Da fare
1 > Nell'articolo sulle batterie al potassio, chi ha sviluppato la tecnica di auto-guarigione che rimuove i dendriti dall'anodo?
2 > Elenca tutti gli svantaggi del litio citati nell'articolo sulle batterie al potassio.
3 > Scrivi il seguito dell'articolo sulle batterie al potassio, a partire dall'ultima frase riportata.

===== Testo da leggere =====

Un team di scienziati del Rensselaer Polytechnic Institute ha sviluppato una tecnica di auto-guarigione in grado di rimuovere i dendriti dall'anodo durante la carica. Un passo avanti che permetterà  all’accumulo a ioni potassio di farsi strada sul mercato

Batterie al potassio
Credits: kenishirotie © 123rf.com

 

Anodi in potassio metallico e ricarica super rapida: così le batterie al potassio puntano al mercato

(Rinnovabili.it) – Il litio è costoso, ecologicamente discutibile quando impiegato in grandi volumi e la sua sicurezza nell’accumulo non ha ancora raggiunto il 100%. Eppure è ancora la migliore soluzione presente sul mercato per le batterie di auto e dispostivi elettrici. Tra le alternative studiate per spodestare il lito dal suo trono, uno dei candidati più promettenti è rappresentato dalle batterie al potassio. Il vantaggio chiave di questa tecnologia è l’abbondanza e il basso costo del potassio, oltre ad una notevole velocità di carica. Inoltre utilizzando anodi al potassio metallico, queste batterie possono essere costruite con densità di energia (sia in volume che in peso) paragonabili a quelle a base di litio.

===== Dati grezzi =====

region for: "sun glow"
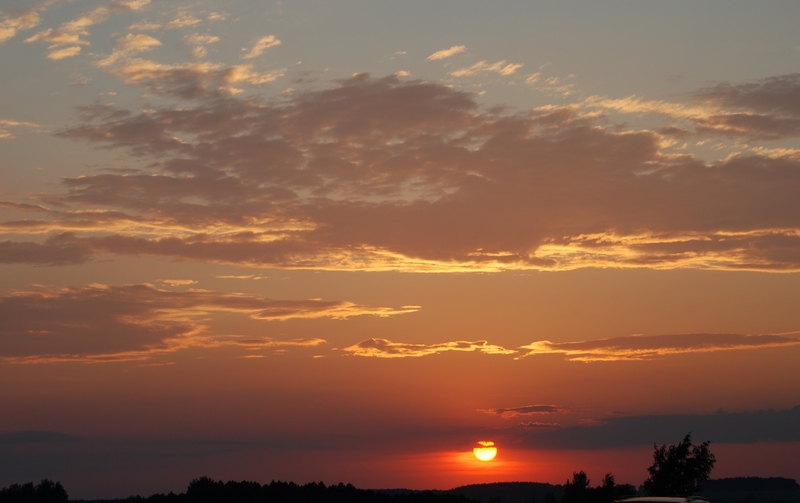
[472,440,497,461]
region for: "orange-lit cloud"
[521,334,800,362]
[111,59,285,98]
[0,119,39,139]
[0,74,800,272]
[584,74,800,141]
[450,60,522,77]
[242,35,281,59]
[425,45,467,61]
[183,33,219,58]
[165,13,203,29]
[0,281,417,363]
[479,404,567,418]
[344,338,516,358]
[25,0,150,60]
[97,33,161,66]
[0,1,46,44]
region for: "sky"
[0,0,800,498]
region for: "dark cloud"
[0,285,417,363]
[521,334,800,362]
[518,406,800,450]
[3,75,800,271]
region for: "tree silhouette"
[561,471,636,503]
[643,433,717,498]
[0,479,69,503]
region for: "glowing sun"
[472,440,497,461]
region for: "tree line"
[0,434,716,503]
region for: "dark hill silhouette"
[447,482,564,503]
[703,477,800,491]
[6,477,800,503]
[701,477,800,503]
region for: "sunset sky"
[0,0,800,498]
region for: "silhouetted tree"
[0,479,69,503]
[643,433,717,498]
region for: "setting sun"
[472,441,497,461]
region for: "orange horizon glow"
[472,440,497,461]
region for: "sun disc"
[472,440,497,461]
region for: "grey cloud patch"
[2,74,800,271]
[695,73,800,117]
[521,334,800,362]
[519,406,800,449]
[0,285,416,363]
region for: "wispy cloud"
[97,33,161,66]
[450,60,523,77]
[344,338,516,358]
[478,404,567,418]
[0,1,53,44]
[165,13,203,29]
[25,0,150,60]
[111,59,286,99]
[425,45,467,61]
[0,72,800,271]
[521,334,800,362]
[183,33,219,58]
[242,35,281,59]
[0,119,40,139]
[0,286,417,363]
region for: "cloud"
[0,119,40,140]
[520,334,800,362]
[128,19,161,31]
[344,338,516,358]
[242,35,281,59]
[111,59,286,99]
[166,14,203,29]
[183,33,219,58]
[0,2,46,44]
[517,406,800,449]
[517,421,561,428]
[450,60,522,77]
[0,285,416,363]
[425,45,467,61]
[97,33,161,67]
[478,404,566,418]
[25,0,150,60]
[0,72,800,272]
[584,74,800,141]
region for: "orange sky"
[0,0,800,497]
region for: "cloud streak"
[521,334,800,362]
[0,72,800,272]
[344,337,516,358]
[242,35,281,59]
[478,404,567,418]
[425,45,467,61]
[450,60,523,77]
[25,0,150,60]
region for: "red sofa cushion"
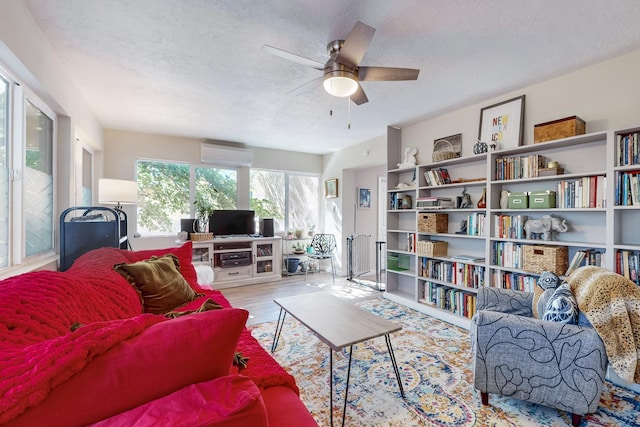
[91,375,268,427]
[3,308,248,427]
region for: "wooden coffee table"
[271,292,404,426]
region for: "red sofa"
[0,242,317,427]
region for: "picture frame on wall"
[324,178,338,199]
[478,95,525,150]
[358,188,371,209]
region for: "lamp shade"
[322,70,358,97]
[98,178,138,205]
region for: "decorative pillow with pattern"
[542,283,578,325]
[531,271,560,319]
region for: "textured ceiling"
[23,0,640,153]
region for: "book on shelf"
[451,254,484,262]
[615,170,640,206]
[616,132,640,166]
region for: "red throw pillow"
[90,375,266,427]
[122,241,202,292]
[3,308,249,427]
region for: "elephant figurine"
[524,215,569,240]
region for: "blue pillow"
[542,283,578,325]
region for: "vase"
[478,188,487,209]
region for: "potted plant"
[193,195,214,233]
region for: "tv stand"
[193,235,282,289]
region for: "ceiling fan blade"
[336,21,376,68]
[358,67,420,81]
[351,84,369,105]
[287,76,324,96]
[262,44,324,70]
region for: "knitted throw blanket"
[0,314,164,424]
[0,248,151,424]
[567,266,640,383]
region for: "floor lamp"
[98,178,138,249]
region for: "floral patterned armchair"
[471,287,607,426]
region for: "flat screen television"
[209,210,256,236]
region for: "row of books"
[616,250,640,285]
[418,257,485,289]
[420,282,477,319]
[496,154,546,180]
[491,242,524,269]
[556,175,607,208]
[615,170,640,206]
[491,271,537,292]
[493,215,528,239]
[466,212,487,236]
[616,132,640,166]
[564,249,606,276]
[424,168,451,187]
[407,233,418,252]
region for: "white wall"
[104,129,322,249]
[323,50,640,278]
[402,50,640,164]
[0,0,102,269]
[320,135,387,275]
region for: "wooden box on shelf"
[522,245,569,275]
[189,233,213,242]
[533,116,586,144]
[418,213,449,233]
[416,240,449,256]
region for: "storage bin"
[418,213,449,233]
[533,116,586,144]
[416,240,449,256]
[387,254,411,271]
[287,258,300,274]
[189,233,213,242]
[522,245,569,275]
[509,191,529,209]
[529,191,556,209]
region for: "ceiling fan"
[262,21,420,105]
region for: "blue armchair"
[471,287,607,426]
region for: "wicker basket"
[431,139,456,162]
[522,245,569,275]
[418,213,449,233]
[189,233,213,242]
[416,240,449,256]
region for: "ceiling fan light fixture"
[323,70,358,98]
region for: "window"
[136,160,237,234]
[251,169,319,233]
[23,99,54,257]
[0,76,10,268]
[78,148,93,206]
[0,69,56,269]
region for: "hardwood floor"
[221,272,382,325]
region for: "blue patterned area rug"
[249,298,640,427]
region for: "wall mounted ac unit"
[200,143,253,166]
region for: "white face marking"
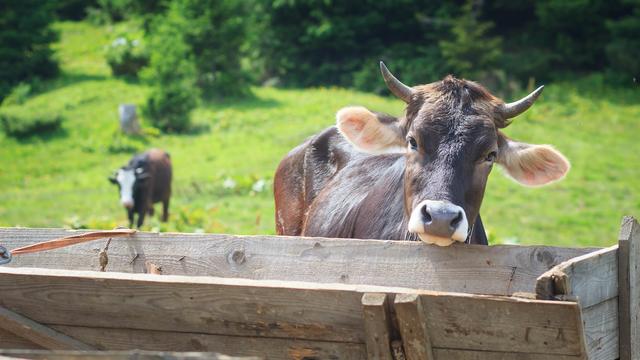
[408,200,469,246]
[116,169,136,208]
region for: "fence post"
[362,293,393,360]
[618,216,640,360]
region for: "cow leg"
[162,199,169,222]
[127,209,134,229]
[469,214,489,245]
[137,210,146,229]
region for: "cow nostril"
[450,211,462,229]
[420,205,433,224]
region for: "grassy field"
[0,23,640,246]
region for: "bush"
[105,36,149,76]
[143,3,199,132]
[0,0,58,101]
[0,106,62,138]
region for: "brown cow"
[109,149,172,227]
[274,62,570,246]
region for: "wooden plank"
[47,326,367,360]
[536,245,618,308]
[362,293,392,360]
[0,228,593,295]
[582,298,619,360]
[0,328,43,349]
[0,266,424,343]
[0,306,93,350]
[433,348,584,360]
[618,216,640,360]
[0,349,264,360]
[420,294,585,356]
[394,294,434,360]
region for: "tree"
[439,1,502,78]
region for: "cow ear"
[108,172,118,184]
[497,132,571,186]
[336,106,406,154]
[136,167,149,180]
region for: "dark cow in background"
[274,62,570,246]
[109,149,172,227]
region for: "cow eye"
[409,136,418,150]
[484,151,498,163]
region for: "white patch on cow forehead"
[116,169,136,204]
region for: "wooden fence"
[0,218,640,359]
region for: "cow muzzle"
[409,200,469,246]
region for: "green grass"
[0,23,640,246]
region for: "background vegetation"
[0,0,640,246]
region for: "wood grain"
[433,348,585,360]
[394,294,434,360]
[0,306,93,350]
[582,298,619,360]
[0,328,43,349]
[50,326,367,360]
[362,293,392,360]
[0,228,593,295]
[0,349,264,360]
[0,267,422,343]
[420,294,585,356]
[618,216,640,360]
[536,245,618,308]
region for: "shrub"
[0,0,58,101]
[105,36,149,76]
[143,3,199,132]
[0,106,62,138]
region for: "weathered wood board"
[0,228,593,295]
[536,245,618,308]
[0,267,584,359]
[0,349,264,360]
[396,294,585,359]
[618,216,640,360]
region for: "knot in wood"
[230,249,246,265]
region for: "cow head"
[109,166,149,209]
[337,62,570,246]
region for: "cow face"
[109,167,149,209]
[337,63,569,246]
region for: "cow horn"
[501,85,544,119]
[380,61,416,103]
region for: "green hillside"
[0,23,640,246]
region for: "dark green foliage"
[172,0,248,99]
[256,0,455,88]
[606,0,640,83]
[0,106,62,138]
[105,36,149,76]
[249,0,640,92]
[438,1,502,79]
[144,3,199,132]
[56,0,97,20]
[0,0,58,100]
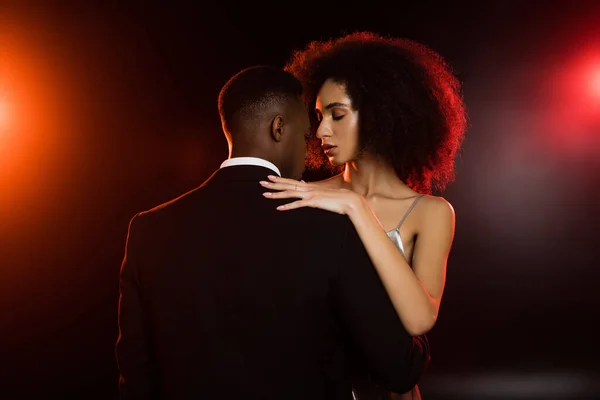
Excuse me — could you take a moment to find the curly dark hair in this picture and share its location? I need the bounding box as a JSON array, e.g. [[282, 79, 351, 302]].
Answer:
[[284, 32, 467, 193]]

=====

Problemi risolti
1 > Un team di scienziati del Rensselaer Polytechnic Institute.

2 >
- È costoso.
- È ecologicamente discutibile quando impiegato in grandi volumi.
- La sua sicurezza nell'accumulo non ha ancora raggiunto il 100%.

3 >
Finora a frenarle è stato un problema presente anche nelle unità a ioni litio: la formazione di dendriti. Man mano che la batteria viene caricata e scaricata, minuscoli pezzi di metallo iniziano ad attaccarsi all’anodo formando piccoli rami appuntiti, chiamati per l’appunto dendriti. Queste formazioni possono bucare la membrana isolante che separa l’anodo dal catodo e cortocircuitare la batteria. Oggi, un team di scienziati del Rensselaer Polytechnic Institute nello Stato di New York afferma di aver sviluppato una tecnica di auto-guarigione in grado di rimuovere i dendriti di potassio.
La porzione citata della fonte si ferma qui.